> _What the exercise asks_
Your output must match the records below character for character.

(Material for this exercise begins)

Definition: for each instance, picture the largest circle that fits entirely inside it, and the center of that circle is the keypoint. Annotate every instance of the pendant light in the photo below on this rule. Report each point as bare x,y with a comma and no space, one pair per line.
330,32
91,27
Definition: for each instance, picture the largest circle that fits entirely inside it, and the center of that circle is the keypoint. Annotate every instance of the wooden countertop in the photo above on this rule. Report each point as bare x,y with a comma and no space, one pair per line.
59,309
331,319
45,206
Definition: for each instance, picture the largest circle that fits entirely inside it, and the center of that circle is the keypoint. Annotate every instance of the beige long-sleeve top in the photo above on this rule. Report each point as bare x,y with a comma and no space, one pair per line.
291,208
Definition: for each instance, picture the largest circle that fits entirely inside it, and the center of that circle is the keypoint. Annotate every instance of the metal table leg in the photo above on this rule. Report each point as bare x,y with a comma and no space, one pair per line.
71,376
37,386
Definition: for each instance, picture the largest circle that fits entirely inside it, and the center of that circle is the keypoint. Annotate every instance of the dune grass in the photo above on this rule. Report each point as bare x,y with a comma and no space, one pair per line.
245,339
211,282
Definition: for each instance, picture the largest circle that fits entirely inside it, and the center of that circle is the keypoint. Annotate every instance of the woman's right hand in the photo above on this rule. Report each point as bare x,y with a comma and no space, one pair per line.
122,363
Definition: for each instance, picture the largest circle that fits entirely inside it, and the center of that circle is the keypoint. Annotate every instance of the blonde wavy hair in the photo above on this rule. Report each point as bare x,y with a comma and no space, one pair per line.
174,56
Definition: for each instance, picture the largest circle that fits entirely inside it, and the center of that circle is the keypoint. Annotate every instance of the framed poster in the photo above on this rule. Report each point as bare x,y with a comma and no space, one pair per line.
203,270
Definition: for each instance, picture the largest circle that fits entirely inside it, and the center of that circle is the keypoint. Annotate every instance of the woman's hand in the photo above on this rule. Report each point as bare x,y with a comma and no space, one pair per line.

(Material for this exercise ends)

> _Task response_
Definition: for each instance, picture the largest circle that fits entirely inside it, and the center of that circle is the keypoint. Annotate every instance of the pendant light in the photo below on this rule. Report each point as bare x,y with a comma and no space, one pair per line.
330,32
91,27
Definition: for each instance, picture the largest circle that fits entirely inside it, and the center of that circle is the keypoint. Annotate every instance of the wooden countertop in the photo above on this rule. Report each point as bare x,y with a comma and no space, one pair per line.
59,309
331,319
45,206
Definition: for each instance, picture the largest circle that fits entirely inside it, and the center of that circle is the keypoint. Annotate every instance of the beige long-sleeve top in the photo above on this rule. Report each point as bare x,y with a comma and no space, one pair per line.
291,208
Definition: for each instance, picture the largest circle that fits entirely inside it, and the center of that circle is the keypoint. Annotate every instance of the metal table leg in the photo above on this rule. Report each point as bare x,y with a comma and no space, one pair per line.
71,376
37,386
Definition: for each instance, picture the largest circle that fits entirely inside it, and the center of that circle is the keypoint. Annotate every instance of the dune grass in the photo above on this rule. Report each point as bare x,y with a comma and no space, one pair per line.
245,339
211,282
Definition: for each instance, picture the largest circle that fits entirely inside it, and the center of that circle is the keypoint. Annotate every instance of the woman's right hand in the photo above on this rule. Report each point as bare x,y with a comma and no space, one pair per line.
122,363
Definition: for each instance, picture the largest circle that fits entirely inside it, and the center of that circle is the keypoint. Annotate every instance of the blonde wavy hair in the photo above on this rule. Report each point as bare x,y with a comma and no space, one pair per line.
174,56
Definition: for each instance, picture the largest circle that fits entirely inside it, and the center of that circle is the keypoint. Annotate every instance of the framed poster in the photo above on this rule. Report each point as bare x,y with a comma and no space, one pair per line.
203,270
Definition: for each instance, picture the largest circle that fits entirely inside it, and the center of that circle is the keypoint. Annotate every instance of the woman's hand in the photo above on this rule. Report each point as bare x,y with a comma and no space, one pair per line.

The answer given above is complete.